Coordinate annotation records:
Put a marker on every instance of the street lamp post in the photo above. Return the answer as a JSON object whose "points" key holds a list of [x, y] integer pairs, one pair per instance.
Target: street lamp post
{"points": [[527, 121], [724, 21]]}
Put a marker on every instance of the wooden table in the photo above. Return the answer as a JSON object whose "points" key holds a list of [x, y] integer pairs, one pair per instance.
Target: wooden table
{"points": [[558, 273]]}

* * *

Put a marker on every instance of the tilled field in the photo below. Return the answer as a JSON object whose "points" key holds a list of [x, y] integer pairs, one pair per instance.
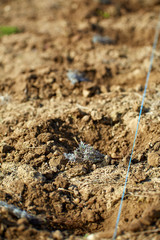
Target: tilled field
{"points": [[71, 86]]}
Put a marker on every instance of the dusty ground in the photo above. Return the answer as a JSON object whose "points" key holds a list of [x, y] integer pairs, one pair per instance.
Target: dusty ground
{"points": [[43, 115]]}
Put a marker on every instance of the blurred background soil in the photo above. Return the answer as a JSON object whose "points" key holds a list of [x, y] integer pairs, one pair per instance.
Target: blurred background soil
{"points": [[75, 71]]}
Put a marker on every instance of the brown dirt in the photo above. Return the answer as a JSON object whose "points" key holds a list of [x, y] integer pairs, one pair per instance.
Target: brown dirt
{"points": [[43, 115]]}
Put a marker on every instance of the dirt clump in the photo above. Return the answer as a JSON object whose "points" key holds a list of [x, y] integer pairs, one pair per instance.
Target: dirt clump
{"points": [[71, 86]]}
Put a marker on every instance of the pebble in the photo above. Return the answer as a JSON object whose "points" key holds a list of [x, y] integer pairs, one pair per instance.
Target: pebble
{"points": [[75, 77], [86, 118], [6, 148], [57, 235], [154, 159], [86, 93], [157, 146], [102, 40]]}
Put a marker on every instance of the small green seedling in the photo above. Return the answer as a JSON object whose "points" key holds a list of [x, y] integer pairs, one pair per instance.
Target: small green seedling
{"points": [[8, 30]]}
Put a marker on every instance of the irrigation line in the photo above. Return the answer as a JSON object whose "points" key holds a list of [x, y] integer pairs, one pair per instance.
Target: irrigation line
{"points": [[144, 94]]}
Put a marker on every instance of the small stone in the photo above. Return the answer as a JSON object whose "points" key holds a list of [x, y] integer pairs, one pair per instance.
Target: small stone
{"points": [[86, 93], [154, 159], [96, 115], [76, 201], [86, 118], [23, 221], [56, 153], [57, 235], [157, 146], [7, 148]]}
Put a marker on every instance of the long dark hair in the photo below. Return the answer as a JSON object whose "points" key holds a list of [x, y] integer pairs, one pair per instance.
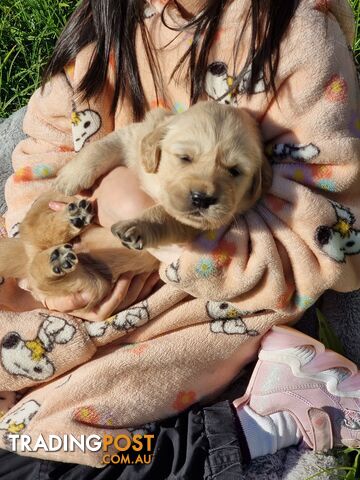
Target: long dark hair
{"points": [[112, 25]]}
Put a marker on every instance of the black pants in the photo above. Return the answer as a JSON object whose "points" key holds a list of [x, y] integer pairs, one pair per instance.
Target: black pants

* * *

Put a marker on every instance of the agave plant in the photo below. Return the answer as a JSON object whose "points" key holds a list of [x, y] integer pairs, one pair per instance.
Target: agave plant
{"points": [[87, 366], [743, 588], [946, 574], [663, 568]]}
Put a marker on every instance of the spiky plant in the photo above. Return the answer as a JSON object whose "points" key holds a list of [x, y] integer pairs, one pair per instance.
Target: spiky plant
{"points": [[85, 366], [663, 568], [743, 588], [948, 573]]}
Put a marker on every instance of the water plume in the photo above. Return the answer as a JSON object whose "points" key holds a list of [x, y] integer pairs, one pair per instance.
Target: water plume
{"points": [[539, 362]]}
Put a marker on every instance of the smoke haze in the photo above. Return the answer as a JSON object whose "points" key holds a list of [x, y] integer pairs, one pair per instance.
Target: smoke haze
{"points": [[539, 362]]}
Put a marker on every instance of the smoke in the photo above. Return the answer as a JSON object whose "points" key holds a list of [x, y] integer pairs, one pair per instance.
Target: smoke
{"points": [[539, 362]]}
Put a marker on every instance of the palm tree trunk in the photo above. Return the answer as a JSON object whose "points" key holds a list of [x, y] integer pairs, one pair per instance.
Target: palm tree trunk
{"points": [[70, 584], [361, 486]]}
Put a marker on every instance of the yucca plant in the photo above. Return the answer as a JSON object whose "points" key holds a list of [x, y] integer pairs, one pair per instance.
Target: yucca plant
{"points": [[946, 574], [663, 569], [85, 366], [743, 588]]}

**TASK BRIEF:** Put the lines from the one containing "Put a marker on every instance of the small stone" through the one containing "Target: black pants" into a JSON list of strings, one string per line, skipping blank lines. Leave the pictures out.

**RESULT BELOW:**
[
  "Put a marker on every instance of the small stone in the photo above. Return the answer as a JSON object whose \"points\" key holds a list of [x, y] integer pairs, one pair per instance.",
  "Target: small stone",
  "{\"points\": [[86, 93], [154, 159], [96, 115], [76, 201], [86, 118], [23, 221], [56, 153], [57, 235], [157, 146], [7, 148]]}",
  "Put a marker on every instance of the long dark hair in the photo below. Return the answer as a JSON object whose \"points\" key holds a list of [x, y] integer pairs, one pair per instance.",
  "Target: long dark hair",
  "{\"points\": [[112, 25]]}",
  "Put a marker on every instance of the black pants in the photo above. Return the answer as a JSON object whose \"points\" key holds a list of [x, y] integer pairs, one pair per instance.",
  "Target: black pants"
]